Material provided:
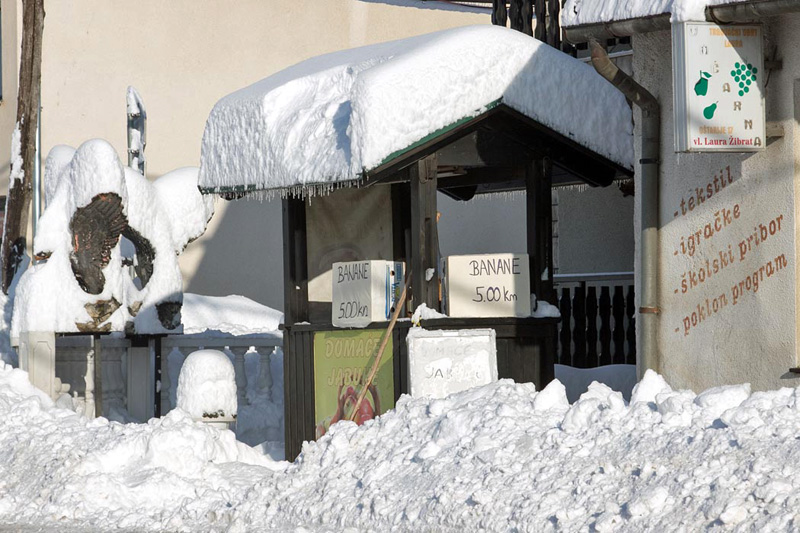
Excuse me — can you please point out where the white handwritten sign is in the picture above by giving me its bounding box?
[331,261,405,328]
[447,254,531,317]
[406,328,497,398]
[672,22,766,152]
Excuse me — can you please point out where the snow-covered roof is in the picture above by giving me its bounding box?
[561,0,756,28]
[199,25,633,191]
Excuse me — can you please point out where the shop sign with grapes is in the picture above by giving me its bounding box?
[672,22,766,152]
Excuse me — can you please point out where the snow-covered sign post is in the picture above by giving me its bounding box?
[672,22,766,152]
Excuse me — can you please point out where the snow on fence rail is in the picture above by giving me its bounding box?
[55,333,283,420]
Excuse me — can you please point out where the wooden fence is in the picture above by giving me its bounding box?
[554,272,636,368]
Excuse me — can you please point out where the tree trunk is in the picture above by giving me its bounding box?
[2,0,44,294]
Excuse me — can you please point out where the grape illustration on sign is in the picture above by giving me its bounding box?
[673,22,766,152]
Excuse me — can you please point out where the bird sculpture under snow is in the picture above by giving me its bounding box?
[11,140,214,334]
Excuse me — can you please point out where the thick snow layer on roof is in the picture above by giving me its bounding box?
[561,0,756,28]
[200,25,633,189]
[7,365,800,532]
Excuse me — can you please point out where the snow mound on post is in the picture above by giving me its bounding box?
[178,350,237,419]
[11,139,128,337]
[200,25,633,189]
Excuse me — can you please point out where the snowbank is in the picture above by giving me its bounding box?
[177,350,238,419]
[200,25,633,193]
[561,0,756,28]
[7,360,800,531]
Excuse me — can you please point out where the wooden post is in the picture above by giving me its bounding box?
[283,198,308,327]
[547,0,561,50]
[0,0,44,294]
[408,155,439,311]
[533,0,547,42]
[525,158,555,303]
[492,0,508,27]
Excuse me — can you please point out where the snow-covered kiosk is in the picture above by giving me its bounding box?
[200,26,633,457]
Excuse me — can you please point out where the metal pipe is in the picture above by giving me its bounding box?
[31,91,42,239]
[564,0,800,44]
[590,40,661,379]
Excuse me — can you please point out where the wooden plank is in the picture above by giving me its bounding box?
[301,333,317,441]
[0,0,45,294]
[525,158,555,303]
[625,285,636,365]
[611,285,625,365]
[533,0,547,42]
[586,285,599,368]
[283,326,297,461]
[598,285,611,366]
[547,0,561,50]
[283,197,308,325]
[558,287,572,366]
[492,0,508,27]
[572,285,588,368]
[409,155,439,311]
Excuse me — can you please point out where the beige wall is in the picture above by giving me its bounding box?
[0,0,490,308]
[634,15,800,392]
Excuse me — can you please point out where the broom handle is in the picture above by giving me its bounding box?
[348,271,411,422]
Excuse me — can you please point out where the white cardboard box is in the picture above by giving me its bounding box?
[331,260,405,328]
[406,328,497,398]
[446,253,531,317]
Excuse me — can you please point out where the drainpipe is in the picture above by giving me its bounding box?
[564,0,800,44]
[590,40,661,379]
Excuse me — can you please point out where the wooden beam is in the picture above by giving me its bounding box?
[283,197,308,327]
[492,0,508,27]
[525,158,554,303]
[408,155,439,311]
[0,0,44,294]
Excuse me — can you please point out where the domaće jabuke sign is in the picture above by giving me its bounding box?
[672,22,766,152]
[447,253,531,317]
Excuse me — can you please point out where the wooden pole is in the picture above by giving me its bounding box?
[0,0,44,294]
[348,271,411,422]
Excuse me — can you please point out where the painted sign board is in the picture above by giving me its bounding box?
[446,253,531,317]
[314,329,394,438]
[672,22,766,152]
[331,261,405,328]
[406,328,497,398]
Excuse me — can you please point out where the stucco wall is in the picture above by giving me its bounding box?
[0,0,490,309]
[633,15,800,391]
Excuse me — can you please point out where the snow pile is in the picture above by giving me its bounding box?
[200,25,633,193]
[177,350,238,419]
[7,367,800,531]
[555,365,636,403]
[181,293,283,335]
[12,139,214,336]
[411,303,448,326]
[531,294,561,318]
[11,139,128,337]
[561,0,745,28]
[0,365,283,531]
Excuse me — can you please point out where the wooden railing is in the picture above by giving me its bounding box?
[55,334,283,419]
[554,272,636,368]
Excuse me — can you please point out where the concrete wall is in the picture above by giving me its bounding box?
[0,0,490,309]
[633,15,800,391]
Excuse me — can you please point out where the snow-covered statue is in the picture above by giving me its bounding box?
[11,140,213,336]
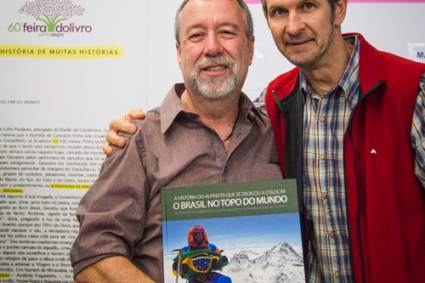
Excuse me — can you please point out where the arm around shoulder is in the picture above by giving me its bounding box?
[75,256,154,283]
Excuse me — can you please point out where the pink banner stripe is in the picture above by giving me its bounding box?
[244,0,425,4]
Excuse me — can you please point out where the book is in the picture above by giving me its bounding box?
[161,179,305,283]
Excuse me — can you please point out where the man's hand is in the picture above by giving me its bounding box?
[103,109,145,156]
[75,256,154,283]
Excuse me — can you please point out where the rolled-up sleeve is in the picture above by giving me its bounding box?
[411,73,425,191]
[71,131,149,276]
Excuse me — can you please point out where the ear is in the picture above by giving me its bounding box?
[248,35,255,65]
[334,0,348,27]
[176,42,182,70]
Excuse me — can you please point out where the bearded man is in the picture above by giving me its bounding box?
[71,0,282,282]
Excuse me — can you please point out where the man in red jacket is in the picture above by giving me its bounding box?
[104,0,425,283]
[262,0,425,282]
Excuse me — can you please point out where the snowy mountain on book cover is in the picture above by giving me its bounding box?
[164,241,305,283]
[223,241,305,283]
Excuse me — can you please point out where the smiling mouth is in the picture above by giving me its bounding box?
[286,39,313,46]
[203,65,227,72]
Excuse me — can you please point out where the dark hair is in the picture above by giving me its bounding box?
[261,0,339,16]
[174,0,254,44]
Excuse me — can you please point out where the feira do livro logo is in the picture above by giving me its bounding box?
[8,0,92,37]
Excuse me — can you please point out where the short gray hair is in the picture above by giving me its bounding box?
[174,0,253,44]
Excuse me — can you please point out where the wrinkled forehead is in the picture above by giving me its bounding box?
[180,0,245,34]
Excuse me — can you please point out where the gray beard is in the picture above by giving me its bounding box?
[191,57,239,99]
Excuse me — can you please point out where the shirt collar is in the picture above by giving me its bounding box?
[159,83,266,134]
[299,35,360,108]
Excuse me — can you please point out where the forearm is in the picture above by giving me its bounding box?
[75,256,154,283]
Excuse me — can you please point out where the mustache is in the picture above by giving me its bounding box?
[195,56,236,73]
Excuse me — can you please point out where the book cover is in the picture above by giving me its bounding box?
[161,179,305,283]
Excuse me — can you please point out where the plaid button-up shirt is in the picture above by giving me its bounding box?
[254,36,425,282]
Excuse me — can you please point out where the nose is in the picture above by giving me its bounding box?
[286,12,305,35]
[204,34,223,57]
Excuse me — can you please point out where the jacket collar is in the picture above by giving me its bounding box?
[344,33,385,96]
[273,33,385,99]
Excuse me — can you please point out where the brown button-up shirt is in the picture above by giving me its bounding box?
[71,84,282,282]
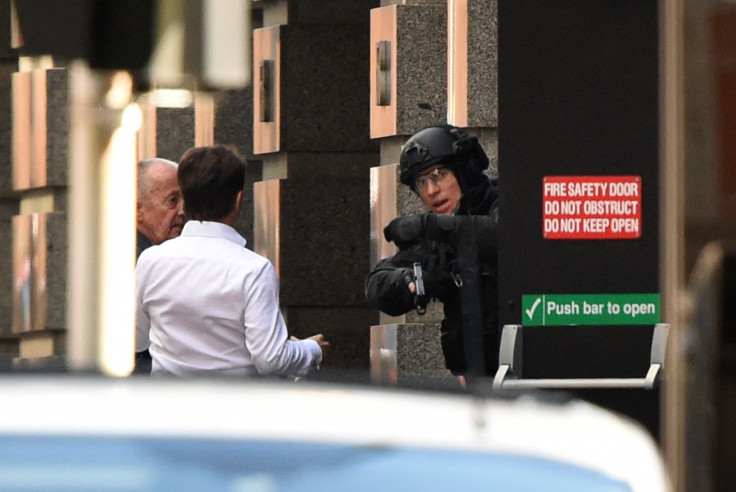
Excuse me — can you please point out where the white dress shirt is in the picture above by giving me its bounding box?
[135,220,322,376]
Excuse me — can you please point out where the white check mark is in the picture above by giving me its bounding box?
[526,297,542,320]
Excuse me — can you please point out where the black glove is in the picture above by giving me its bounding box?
[423,255,456,301]
[383,215,426,249]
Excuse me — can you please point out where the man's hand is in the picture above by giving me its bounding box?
[289,333,330,360]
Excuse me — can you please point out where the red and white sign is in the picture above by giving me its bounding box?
[542,176,641,239]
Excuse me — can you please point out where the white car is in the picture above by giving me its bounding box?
[0,375,669,492]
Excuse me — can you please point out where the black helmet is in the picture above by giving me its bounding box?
[399,125,488,192]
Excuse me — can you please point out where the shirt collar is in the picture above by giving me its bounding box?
[181,220,245,247]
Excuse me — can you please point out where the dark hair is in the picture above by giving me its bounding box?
[177,145,245,220]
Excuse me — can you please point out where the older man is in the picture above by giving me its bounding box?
[135,157,185,374]
[136,157,185,257]
[136,145,330,376]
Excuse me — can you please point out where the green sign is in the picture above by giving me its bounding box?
[521,294,660,326]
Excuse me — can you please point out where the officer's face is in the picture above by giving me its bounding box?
[414,165,463,215]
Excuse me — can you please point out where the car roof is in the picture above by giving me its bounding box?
[0,375,668,492]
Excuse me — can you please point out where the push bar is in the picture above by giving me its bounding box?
[493,323,670,389]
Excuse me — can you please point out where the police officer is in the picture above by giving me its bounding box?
[365,125,499,383]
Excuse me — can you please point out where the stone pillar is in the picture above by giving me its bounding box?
[0,6,20,362]
[214,86,263,250]
[253,0,378,377]
[9,60,69,367]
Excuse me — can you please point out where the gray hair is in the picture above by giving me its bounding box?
[138,157,179,201]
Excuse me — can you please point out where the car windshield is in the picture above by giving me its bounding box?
[0,436,631,492]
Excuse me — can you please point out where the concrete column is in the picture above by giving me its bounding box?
[253,0,378,377]
[9,60,69,366]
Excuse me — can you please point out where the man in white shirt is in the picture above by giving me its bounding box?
[134,157,186,374]
[136,145,329,376]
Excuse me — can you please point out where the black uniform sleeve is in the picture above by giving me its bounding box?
[365,252,414,316]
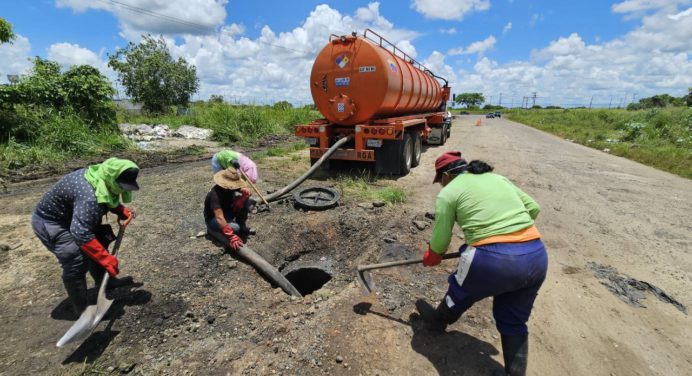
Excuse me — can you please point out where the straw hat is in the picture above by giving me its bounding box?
[214,167,250,189]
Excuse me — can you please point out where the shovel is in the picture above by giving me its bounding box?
[57,220,130,347]
[358,252,460,294]
[237,167,271,211]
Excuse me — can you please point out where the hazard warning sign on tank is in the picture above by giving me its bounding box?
[336,54,349,69]
[387,59,398,73]
[334,77,351,86]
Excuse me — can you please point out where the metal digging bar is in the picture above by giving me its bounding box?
[57,220,129,347]
[266,136,353,202]
[358,252,460,294]
[209,231,303,298]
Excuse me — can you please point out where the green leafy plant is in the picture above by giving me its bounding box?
[0,17,16,44]
[108,35,199,113]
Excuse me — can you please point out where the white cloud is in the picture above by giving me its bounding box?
[48,43,117,82]
[0,34,32,83]
[447,35,497,55]
[453,7,692,106]
[422,51,458,83]
[48,43,103,68]
[167,2,418,103]
[411,0,490,20]
[668,8,692,21]
[55,0,228,40]
[529,13,545,27]
[396,40,418,59]
[612,0,690,13]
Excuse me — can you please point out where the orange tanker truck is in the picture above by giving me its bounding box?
[295,29,451,175]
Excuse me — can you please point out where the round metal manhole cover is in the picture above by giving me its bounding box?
[293,187,341,210]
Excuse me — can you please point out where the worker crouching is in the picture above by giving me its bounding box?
[31,158,139,318]
[423,152,548,375]
[204,167,253,251]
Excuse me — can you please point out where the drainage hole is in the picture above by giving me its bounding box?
[285,267,332,296]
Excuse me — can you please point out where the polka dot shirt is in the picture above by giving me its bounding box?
[36,169,108,245]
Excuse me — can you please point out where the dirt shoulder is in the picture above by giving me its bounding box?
[0,116,692,375]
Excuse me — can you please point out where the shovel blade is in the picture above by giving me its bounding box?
[57,305,97,347]
[57,274,113,347]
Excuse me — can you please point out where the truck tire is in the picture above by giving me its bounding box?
[375,133,413,175]
[399,133,413,175]
[411,132,423,167]
[310,158,332,171]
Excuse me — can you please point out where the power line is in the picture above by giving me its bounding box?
[99,0,213,31]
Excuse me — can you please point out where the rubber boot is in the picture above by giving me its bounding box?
[62,277,88,319]
[416,299,461,333]
[501,335,529,376]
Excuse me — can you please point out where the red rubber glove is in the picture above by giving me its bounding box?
[79,238,120,277]
[221,225,243,251]
[423,246,442,266]
[231,188,251,213]
[113,205,135,223]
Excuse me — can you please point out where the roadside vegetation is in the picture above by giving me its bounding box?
[507,107,692,178]
[118,100,321,146]
[0,18,319,176]
[0,57,131,175]
[334,171,407,205]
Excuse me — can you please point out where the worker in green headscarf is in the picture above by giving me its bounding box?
[31,158,139,317]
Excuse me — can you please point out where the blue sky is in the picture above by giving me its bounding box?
[0,0,692,105]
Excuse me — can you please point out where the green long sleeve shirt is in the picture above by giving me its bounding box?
[430,172,540,254]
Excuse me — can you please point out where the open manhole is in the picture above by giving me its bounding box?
[285,267,332,296]
[293,187,341,210]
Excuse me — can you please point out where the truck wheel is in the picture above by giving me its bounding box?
[411,132,423,167]
[399,133,413,175]
[310,158,332,171]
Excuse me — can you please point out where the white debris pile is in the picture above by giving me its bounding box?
[173,125,212,140]
[118,123,171,141]
[118,123,212,142]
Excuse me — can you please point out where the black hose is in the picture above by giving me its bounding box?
[265,136,353,202]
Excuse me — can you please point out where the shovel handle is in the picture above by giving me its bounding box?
[358,252,461,272]
[238,169,269,207]
[99,225,129,295]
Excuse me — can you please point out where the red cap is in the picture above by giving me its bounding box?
[433,151,463,184]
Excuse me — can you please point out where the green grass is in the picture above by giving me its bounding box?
[0,113,133,175]
[506,107,692,178]
[334,171,407,205]
[118,103,321,144]
[252,141,308,160]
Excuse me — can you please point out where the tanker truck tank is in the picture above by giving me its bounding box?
[310,29,448,125]
[295,29,452,175]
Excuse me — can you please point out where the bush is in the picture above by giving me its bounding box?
[0,57,116,142]
[119,102,320,143]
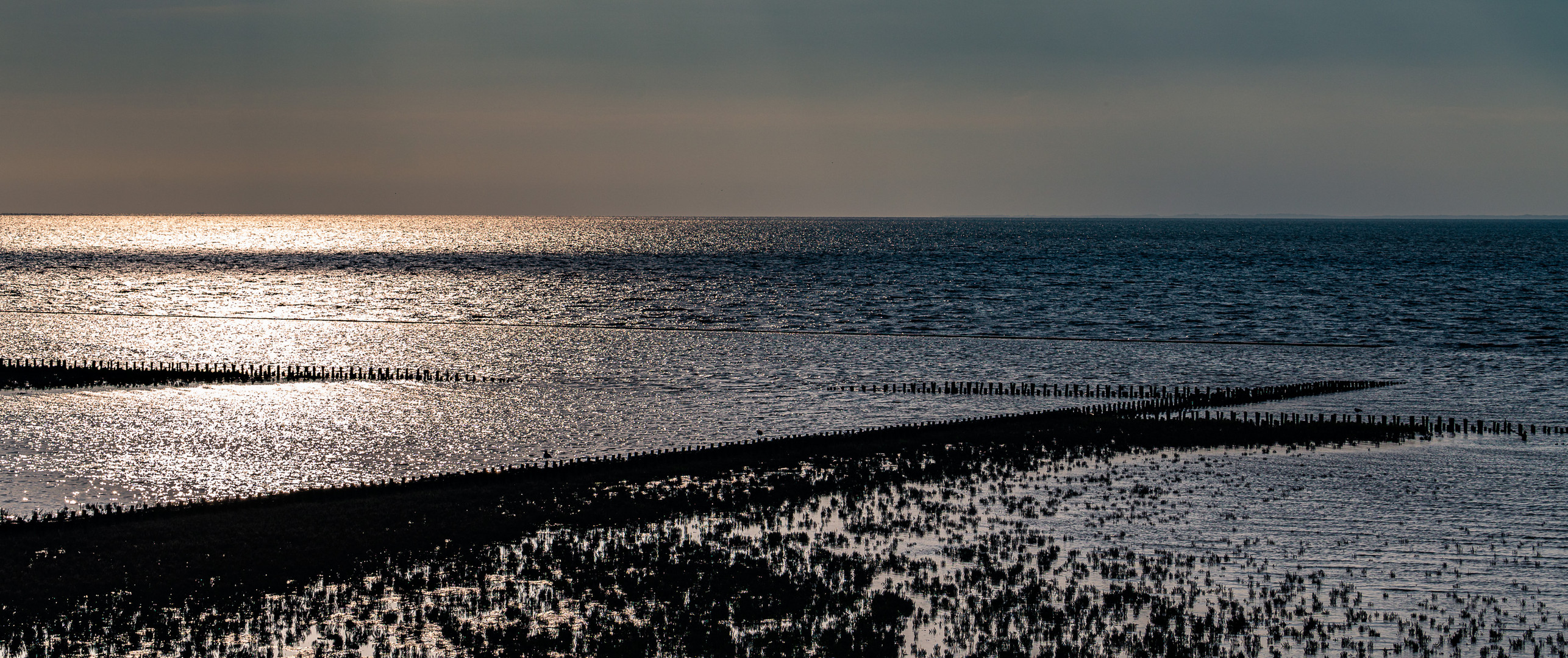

Directions for this task:
Could you retype, word for word, the part of the data above that opens with the line containing "the green long" and runs through the end of the data, leaving the pictures out?

Right answer:
Excuse me — can you please point out where the green long sleeve shirt is in the picture above by giving me its bounding box?
[430,172,540,254]
Excuse me — can you please point out where the open manhole is in the picture above by giving me its bounding box?
[285,267,332,296]
[293,187,341,210]
Excuse me — can you please point out where the truck wheel is in the picture above by giving me its bounding box?
[411,132,423,167]
[399,133,413,175]
[310,158,332,171]
Excuse me — can you please point out where the white debris pile is in the picture above by giving me its bounding box?
[173,125,212,140]
[118,123,171,141]
[118,123,212,142]
Excuse me — can you please point out where the black hose is in the picture above by giving me its bounding box?
[265,136,353,202]
Excuse me — can you please point out where the shovel handle is in the picture above by giving me its bounding box?
[358,252,461,272]
[238,169,269,207]
[99,225,129,295]
Excuse me — can you please point out where the red cap is in the picture above by giving me its bounding box?
[433,151,463,184]
Excuse me — can you please point out where the green grass is in the picture above by giving me its bounding box?
[0,113,133,175]
[506,107,692,178]
[334,171,407,205]
[118,103,321,144]
[252,141,308,160]
Excuse me — can you please point out where the tanker truck tank is in the picture above by giving me its bounding box?
[310,29,448,125]
[295,29,452,175]
Excuse me — can you please point out where the bush is in the picture above by giving me its bounding box?
[0,57,116,142]
[119,102,320,143]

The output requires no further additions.